Texto da página:
Prometo não vir importunar o seu número de pedagogia com as velhas perguntas que no Diário Ateísta lhe mereceram a vil supressão, até porque salvo uma ou outra escorregadela como a deste post, imagino-lhe a criatividade algo indexada às agora melhores companhias.

Não consigo no entanto deixar de entender a blogosfera como uma espécie de púlpito suburbano onde tudo o que se diz é confortavelmente emancipado pela maioria concordante e mandibular, tal e qual numa reunião de condóminos na quadrícula departamental do IST. Se isto me é indiferente na maioria dos blogues, venho elogiosamente opor-me à sua presença neste, e explico já já.

Chega de ordenhar o debate criacionismo vs. evolucionismo! A ser verdade o que por aqui se diz desses possíveis debates serem apascentados pelas prórprias universidades, por favor concorde comigo:

purga urgente dos infiéis depositários do pensamento lógico.

(e continua a intrigar-me com a sua extensa disponibilidade para musicar derivas irracionais)

Cmpts

Rui M disse...

Belo post, só manchado pelo facto de ter escrito Cretáceo e não Cretácico como se costuma escrever na nossa versão da língua Portuguesa.
Já agora um link para um video no youtube sobre um parque criacionista na Florida que foi obrigado a fechar porque os seus donos estavam tão ocupados a por os dinossaurios na arca de Noé que se esqueceram de pedir as autorizações devidas...

Tarefas:
1. Copie do texto da página o trecho de "Chega de ordenhar" a "da língua Portuguesa.".
2. Indique se cada afirmação está de acordo com o texto da página, respondendo sim ou não e citando as palavras do texto que o decidem: (a) Rui M diz que na versão portuguesa da língua se costuma escrever "Cretácico". (b) O parque criacionista de que fala Rui M ficava no Brasil. (c) Segundo Rui M, o parque teve de fechar porque os donos não pediram as autorizações.

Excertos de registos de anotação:
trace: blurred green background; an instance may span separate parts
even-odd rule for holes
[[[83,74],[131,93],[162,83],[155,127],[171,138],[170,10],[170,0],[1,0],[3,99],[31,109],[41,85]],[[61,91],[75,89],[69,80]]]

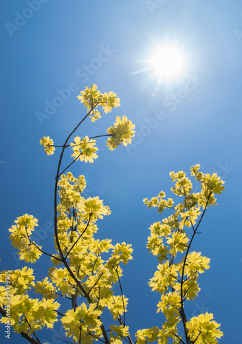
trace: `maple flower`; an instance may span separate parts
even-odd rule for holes
[[[217,338],[221,338],[223,334],[219,329],[220,325],[213,319],[212,313],[206,312],[198,316],[193,316],[190,321],[186,323],[188,336],[192,341],[195,341],[196,344],[217,344]]]
[[[43,146],[45,152],[47,155],[54,154],[56,149],[53,146],[53,140],[50,138],[50,136],[44,136],[43,138],[41,138],[39,143],[40,144],[41,144],[41,146]]]
[[[118,116],[114,125],[107,129],[107,133],[112,136],[107,139],[107,146],[111,151],[113,151],[114,148],[117,148],[121,143],[124,146],[131,143],[131,138],[135,135],[135,125],[129,120],[126,116],[122,116],[122,119]]]
[[[103,201],[98,196],[82,200],[79,204],[79,211],[84,213],[82,219],[88,220],[91,215],[91,221],[102,219],[103,215],[109,215],[111,211],[107,206],[103,205]]]
[[[94,147],[96,144],[96,140],[90,140],[88,136],[85,137],[80,140],[79,136],[76,136],[74,138],[75,143],[71,143],[70,145],[73,147],[74,156],[76,160],[85,161],[87,162],[94,162],[94,159],[98,158],[96,151],[98,149]]]

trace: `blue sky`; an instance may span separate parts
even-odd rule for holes
[[[113,152],[100,139],[94,164],[76,163],[72,171],[86,176],[87,196],[99,195],[112,211],[99,223],[100,237],[133,244],[133,261],[122,281],[132,334],[163,323],[155,314],[159,295],[147,285],[157,261],[145,247],[149,226],[162,217],[142,200],[161,190],[169,194],[169,172],[189,173],[199,163],[204,173],[217,172],[226,189],[194,243],[195,250],[211,258],[211,268],[201,277],[201,291],[187,306],[188,315],[213,312],[225,333],[219,343],[239,343],[241,2],[12,0],[3,1],[0,12],[1,270],[25,265],[16,259],[8,229],[26,213],[38,219],[40,242],[52,250],[58,154],[47,157],[39,140],[49,136],[63,144],[85,114],[76,96],[96,83],[102,92],[116,92],[121,107],[94,124],[87,122],[85,135],[105,133],[117,115],[126,115],[136,125],[136,137],[129,148]],[[147,69],[154,45],[164,42],[179,47],[188,63],[181,78],[158,85],[151,71],[135,72]],[[190,80],[195,87],[188,91]],[[37,279],[45,276],[47,264],[47,258],[36,264]],[[3,326],[0,332],[1,343],[8,343]]]

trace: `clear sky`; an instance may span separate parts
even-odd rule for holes
[[[94,164],[78,162],[72,171],[86,176],[87,197],[99,195],[112,211],[98,223],[99,236],[133,244],[133,260],[122,281],[132,334],[163,323],[155,314],[159,295],[147,285],[157,261],[146,248],[149,226],[162,217],[142,200],[162,190],[169,194],[169,172],[189,173],[199,163],[203,172],[224,178],[226,189],[219,206],[208,210],[194,243],[211,264],[200,278],[199,297],[187,306],[188,316],[213,312],[225,332],[219,343],[239,343],[241,0],[11,0],[0,6],[1,270],[25,265],[17,261],[8,229],[26,213],[38,219],[40,244],[52,250],[58,154],[47,157],[39,140],[49,136],[62,144],[85,114],[76,96],[96,83],[102,92],[116,92],[121,107],[85,123],[85,135],[105,133],[116,115],[126,115],[136,125],[136,137],[129,148],[113,152],[100,139]],[[167,43],[186,56],[186,71],[159,83],[146,61],[155,46]],[[36,279],[46,275],[48,261],[36,264]],[[9,343],[3,332],[1,326],[1,342]],[[12,338],[12,343],[27,343],[20,336]]]

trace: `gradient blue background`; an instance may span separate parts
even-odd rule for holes
[[[219,343],[240,343],[241,2],[167,0],[151,10],[148,1],[140,0],[45,0],[38,1],[32,13],[30,3],[11,0],[0,5],[1,270],[25,265],[17,260],[8,228],[26,213],[38,219],[39,243],[52,252],[58,153],[47,157],[39,140],[49,136],[55,144],[63,144],[85,114],[76,96],[96,83],[102,92],[116,92],[121,107],[94,124],[87,121],[80,136],[105,133],[117,115],[126,115],[136,125],[136,138],[129,149],[122,147],[113,152],[100,139],[94,164],[78,162],[72,171],[76,177],[86,176],[86,197],[99,195],[112,211],[98,223],[98,236],[133,244],[133,260],[124,267],[122,280],[129,299],[126,324],[132,335],[140,328],[162,326],[164,321],[156,314],[159,295],[147,285],[157,262],[146,248],[149,226],[162,216],[148,210],[142,200],[161,190],[170,195],[169,172],[189,173],[190,166],[200,163],[204,173],[217,172],[226,189],[218,197],[219,206],[207,212],[202,235],[195,238],[193,250],[211,258],[211,265],[200,278],[199,296],[186,309],[188,317],[213,312],[225,332]],[[19,19],[19,30],[10,30],[6,23],[16,25],[19,14],[29,18],[21,26]],[[150,71],[135,74],[146,68],[144,61],[154,45],[167,41],[189,59],[184,76],[157,85]],[[80,69],[98,66],[94,59],[108,46],[112,52],[107,61],[85,81]],[[180,92],[189,75],[201,82],[171,111],[165,99]],[[36,112],[45,113],[46,102],[53,103],[56,90],[70,83],[76,83],[76,91],[40,121]],[[164,112],[164,120],[151,120],[154,129],[148,129],[147,120],[157,111]],[[48,264],[43,257],[32,266],[37,279],[46,275]],[[39,338],[43,343],[60,343],[56,333],[52,334],[39,332]],[[3,325],[0,338],[3,343],[27,343],[13,332],[10,341],[6,339]]]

Respostas escritas:
1.
Chega de ordenhar o debate criacionismo vs. evolucionismo! A ser verdade o que por aqui se diz desses possíveis debates serem apascentados pelas prórprias universidades, por favor concorde comigo:

purga urgente dos infiéis depositários do pensamento lógico.

(e continua a intrigar-me com a sua extensa disponibilidade para musicar derivas irracionais)

Cmpts

Rui M disse...

Belo post, só manchado pelo facto de ter escrito Cretáceo e não Cretácico como se costuma escrever na nossa versão da língua Portuguesa.

2.
(a) Sim: "Cretácico como se costuma escrever na nossa versão da língua Portuguesa".
(b) Não: "um parque criacionista na Florida".
(c) Sim: "foi obrigado a fechar porque os seus donos estavam tão ocupados a por os dinossaurios na arca de Noé que se esqueceram de pedir as autorizações devidas".